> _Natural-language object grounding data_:
*** Begin section ***

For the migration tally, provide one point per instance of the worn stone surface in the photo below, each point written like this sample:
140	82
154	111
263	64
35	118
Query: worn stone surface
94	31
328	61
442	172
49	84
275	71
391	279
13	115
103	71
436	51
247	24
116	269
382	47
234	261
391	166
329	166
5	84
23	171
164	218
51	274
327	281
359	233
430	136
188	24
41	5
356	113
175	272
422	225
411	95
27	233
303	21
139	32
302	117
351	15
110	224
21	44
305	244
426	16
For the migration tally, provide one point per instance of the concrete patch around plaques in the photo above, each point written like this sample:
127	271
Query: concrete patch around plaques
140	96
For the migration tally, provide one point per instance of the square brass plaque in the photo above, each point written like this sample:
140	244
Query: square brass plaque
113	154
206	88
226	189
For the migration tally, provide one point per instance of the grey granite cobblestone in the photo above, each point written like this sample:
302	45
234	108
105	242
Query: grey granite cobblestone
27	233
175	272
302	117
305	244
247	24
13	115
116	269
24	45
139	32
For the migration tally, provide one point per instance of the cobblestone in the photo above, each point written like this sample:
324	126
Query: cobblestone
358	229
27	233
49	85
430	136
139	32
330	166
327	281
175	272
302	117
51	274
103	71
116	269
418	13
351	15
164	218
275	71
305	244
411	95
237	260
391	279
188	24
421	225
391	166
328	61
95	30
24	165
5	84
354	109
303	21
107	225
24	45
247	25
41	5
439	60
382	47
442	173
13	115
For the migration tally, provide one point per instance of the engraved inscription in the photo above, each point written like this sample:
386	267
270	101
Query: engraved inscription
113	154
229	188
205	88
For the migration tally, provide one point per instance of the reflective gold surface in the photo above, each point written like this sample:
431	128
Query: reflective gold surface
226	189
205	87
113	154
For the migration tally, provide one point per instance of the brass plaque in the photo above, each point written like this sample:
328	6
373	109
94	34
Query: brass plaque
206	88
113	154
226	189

*** End section ***
*** Begin section ***

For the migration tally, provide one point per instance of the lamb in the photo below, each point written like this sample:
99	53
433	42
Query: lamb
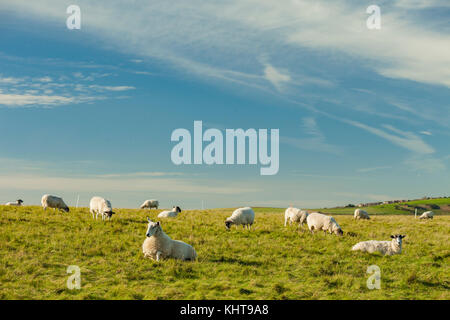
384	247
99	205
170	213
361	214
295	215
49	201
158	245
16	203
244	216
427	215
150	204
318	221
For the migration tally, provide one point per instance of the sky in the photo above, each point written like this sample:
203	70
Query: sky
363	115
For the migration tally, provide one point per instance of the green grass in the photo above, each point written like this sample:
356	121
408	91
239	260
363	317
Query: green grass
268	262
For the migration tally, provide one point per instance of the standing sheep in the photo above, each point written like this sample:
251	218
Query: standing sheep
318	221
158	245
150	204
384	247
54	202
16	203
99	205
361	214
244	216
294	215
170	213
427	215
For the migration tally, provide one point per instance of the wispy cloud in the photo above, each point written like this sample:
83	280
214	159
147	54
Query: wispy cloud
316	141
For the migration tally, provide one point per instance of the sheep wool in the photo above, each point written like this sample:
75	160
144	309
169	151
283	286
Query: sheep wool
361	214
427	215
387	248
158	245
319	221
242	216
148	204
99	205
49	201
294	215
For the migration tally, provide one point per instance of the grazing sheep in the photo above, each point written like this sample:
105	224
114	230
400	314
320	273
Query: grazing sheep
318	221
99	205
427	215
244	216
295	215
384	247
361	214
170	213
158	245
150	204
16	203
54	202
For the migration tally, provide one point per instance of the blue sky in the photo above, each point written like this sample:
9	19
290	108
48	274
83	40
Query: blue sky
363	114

*** End section ***

Only the lines with the string "below" are wanted; pick them out of the records above and copy them.

For the migration tally, provide one point per instance of the worn stone surface in the photo below, each point written like this sample:
For the migration tally, provide one point per instance of the lamb in the photo below, each point written like this sample:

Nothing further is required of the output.